→ **Required work**
Pull out each line below that contains the string "query" and copy those lines unchanged.
====
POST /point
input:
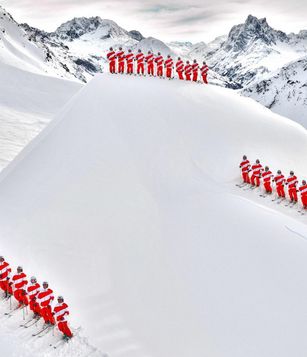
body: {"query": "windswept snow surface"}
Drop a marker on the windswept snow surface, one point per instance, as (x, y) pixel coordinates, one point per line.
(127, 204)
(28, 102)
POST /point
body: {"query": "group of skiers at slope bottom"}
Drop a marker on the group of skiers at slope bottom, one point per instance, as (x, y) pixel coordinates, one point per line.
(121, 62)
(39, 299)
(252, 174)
====
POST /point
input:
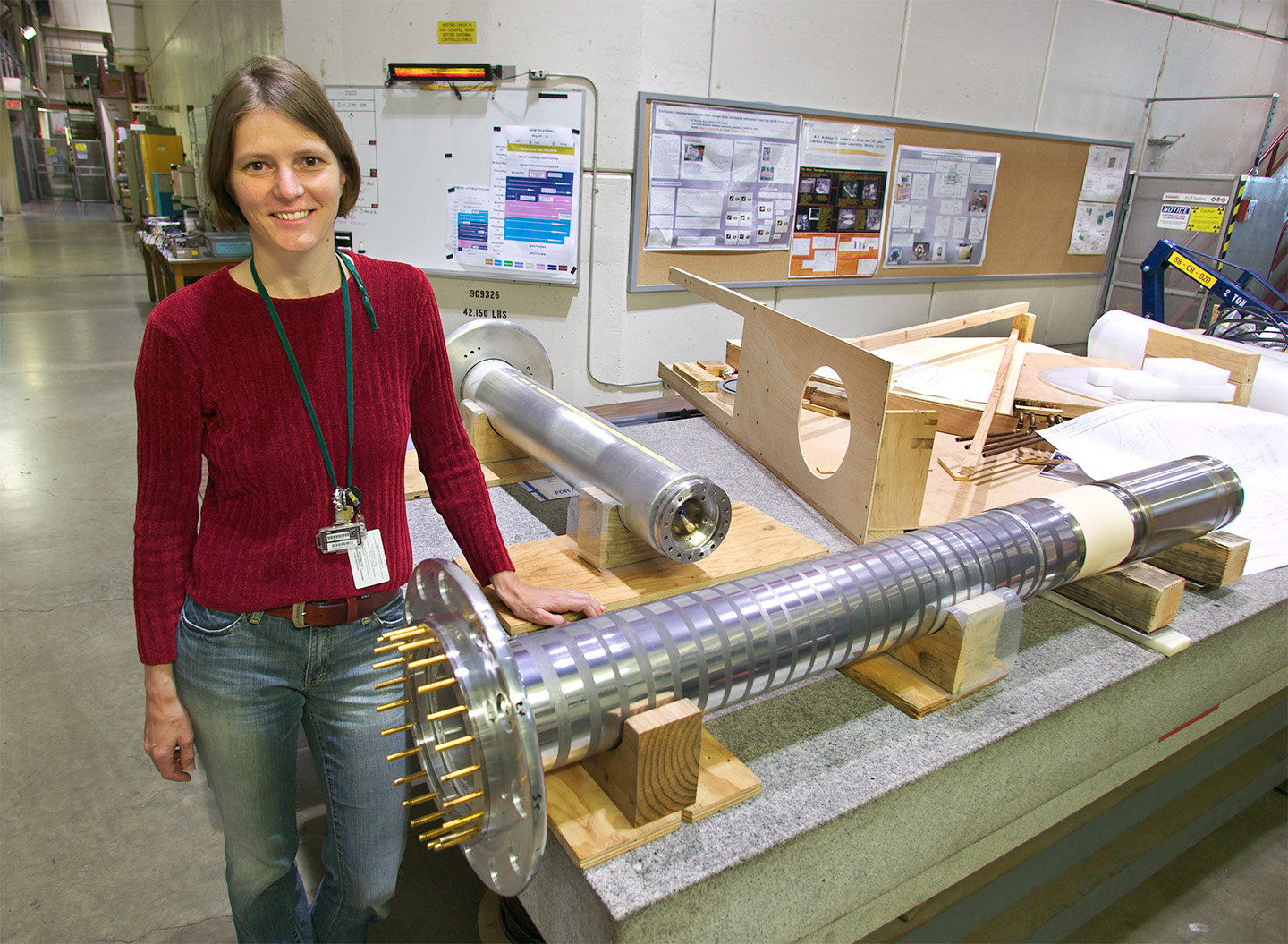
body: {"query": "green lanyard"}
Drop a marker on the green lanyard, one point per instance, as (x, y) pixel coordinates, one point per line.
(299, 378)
====
→ **Response**
body: {"query": "windswept snow surface"}
body: {"query": "group of skiers at slope bottom"}
body: {"query": "green lanyard"}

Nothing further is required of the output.